***** Supplied entries

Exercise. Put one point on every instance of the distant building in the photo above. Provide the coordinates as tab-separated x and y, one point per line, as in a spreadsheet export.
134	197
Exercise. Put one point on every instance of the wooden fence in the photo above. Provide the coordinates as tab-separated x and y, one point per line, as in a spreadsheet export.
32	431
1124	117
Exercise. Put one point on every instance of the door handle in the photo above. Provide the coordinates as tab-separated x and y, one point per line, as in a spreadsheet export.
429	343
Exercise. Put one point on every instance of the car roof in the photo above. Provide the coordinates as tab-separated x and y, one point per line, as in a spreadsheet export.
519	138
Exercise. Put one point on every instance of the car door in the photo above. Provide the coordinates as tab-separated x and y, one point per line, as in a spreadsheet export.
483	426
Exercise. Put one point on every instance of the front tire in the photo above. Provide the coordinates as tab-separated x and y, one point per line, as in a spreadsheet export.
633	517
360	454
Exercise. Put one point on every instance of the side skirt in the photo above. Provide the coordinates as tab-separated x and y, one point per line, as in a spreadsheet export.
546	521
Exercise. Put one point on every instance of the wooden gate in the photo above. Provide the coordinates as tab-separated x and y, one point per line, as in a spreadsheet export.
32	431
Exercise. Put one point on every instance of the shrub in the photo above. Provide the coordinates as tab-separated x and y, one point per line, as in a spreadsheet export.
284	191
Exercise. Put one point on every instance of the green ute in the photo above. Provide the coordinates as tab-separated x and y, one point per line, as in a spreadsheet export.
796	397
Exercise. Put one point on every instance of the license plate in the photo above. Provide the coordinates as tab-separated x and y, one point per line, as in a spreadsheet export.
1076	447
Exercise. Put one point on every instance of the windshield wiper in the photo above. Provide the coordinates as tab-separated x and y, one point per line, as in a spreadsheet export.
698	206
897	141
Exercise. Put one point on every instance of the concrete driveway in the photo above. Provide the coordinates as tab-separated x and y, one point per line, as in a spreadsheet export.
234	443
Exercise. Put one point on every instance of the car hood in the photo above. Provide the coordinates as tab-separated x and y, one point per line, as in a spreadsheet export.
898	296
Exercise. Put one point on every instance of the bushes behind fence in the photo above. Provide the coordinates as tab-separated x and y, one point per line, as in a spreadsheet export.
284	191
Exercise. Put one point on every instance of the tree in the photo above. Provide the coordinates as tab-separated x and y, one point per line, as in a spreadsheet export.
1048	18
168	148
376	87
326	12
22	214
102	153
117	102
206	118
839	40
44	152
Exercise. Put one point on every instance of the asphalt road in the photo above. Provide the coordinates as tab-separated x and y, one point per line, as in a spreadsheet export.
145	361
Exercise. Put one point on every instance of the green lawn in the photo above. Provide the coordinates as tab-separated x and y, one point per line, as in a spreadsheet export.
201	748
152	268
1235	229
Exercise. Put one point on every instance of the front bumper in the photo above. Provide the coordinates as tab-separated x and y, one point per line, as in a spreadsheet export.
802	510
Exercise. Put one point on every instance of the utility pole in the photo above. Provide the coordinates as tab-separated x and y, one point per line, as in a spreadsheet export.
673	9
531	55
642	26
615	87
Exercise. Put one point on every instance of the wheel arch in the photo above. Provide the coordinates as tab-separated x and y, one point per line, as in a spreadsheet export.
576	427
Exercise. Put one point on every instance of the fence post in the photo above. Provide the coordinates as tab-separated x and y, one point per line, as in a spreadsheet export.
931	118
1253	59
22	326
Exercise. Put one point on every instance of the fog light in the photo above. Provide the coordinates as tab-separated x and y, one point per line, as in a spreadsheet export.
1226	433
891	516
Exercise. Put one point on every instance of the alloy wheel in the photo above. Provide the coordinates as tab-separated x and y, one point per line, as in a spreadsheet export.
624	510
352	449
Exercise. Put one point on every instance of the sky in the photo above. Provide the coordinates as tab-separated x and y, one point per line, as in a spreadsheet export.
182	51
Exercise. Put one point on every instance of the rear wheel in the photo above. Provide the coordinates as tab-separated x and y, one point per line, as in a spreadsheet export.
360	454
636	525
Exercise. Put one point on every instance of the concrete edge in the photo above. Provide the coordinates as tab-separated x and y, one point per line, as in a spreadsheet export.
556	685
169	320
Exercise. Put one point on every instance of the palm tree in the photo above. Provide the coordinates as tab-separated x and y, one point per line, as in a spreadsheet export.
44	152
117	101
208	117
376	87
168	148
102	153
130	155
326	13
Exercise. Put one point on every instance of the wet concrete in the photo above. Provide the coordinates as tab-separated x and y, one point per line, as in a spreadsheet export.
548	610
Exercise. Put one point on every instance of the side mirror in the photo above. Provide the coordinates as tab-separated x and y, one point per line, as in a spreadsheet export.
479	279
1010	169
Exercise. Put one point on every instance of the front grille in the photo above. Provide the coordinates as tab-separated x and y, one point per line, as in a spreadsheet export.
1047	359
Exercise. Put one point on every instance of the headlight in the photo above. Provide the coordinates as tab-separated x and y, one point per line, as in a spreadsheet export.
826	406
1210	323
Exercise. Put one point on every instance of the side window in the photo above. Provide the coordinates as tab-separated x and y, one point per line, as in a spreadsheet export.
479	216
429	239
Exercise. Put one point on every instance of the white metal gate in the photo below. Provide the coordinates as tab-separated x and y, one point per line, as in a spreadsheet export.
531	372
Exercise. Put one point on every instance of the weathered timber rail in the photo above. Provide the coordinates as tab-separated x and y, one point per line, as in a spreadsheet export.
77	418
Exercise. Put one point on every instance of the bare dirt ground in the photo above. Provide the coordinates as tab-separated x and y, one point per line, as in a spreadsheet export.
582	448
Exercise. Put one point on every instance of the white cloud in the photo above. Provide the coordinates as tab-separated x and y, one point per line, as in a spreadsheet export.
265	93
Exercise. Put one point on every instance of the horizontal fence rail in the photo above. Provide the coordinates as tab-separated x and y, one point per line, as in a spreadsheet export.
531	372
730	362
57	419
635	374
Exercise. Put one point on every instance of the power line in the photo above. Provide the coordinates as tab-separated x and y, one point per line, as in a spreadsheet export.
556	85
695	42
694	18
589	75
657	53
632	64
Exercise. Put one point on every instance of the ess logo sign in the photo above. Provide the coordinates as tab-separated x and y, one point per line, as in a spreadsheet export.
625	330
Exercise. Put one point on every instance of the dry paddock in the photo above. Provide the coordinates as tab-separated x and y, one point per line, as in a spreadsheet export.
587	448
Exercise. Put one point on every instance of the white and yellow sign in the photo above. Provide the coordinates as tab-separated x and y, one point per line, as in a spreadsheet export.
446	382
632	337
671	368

**********
***** Supplied entries

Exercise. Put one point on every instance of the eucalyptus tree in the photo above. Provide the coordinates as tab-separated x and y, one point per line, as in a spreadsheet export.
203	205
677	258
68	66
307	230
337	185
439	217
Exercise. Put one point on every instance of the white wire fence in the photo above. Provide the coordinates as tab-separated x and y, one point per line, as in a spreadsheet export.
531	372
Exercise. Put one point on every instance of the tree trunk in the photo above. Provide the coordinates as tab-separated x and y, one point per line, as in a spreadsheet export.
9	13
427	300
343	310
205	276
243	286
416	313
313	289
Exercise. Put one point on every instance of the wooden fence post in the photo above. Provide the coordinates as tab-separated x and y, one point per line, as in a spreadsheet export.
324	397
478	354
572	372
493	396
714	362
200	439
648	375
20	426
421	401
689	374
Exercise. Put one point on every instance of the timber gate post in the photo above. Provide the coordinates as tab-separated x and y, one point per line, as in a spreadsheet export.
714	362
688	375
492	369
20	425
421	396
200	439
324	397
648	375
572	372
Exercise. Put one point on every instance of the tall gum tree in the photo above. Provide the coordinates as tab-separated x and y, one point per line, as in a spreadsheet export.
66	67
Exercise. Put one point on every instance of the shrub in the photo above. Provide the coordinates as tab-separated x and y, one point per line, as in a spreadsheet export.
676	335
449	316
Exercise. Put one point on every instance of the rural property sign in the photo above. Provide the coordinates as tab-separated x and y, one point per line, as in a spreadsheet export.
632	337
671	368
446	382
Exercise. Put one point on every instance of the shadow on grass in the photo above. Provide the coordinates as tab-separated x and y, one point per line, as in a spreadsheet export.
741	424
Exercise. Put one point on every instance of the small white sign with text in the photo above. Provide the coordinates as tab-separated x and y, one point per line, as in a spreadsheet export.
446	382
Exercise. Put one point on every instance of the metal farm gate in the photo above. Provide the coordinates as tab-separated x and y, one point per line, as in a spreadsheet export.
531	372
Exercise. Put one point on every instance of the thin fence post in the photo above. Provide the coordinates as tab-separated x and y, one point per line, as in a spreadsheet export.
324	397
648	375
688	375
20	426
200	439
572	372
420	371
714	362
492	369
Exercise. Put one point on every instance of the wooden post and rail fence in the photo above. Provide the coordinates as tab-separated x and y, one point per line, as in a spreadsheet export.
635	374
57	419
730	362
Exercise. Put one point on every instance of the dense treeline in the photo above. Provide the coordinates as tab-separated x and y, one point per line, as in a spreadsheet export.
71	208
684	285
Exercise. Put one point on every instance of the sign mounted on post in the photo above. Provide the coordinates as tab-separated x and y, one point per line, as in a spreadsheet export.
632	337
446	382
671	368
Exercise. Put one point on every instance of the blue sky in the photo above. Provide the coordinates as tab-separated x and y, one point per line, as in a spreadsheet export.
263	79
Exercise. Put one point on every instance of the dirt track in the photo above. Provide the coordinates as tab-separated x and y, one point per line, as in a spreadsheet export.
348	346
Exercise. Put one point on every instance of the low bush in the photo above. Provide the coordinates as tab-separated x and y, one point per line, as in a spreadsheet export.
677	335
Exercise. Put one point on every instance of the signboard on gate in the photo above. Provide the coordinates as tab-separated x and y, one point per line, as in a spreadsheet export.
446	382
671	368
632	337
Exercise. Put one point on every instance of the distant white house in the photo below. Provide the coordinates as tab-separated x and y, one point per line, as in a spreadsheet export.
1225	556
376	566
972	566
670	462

**********

_Exercise prompt_
Pick out every line of the listing above that contains the word "timber" and copy each one unchanged.

_Completed exercise_
Exercise. Put one point on every instance of the weathered timber rail in the photo above. Provide the coordinates as tab-separated x and y, one point per line, as in a spreadsheet export.
Exercise. Put one point on every instance of the timber gate post in the photo above. Provide the coordinates as tab-separated x and y, one point per line, as in a spreadsheet export.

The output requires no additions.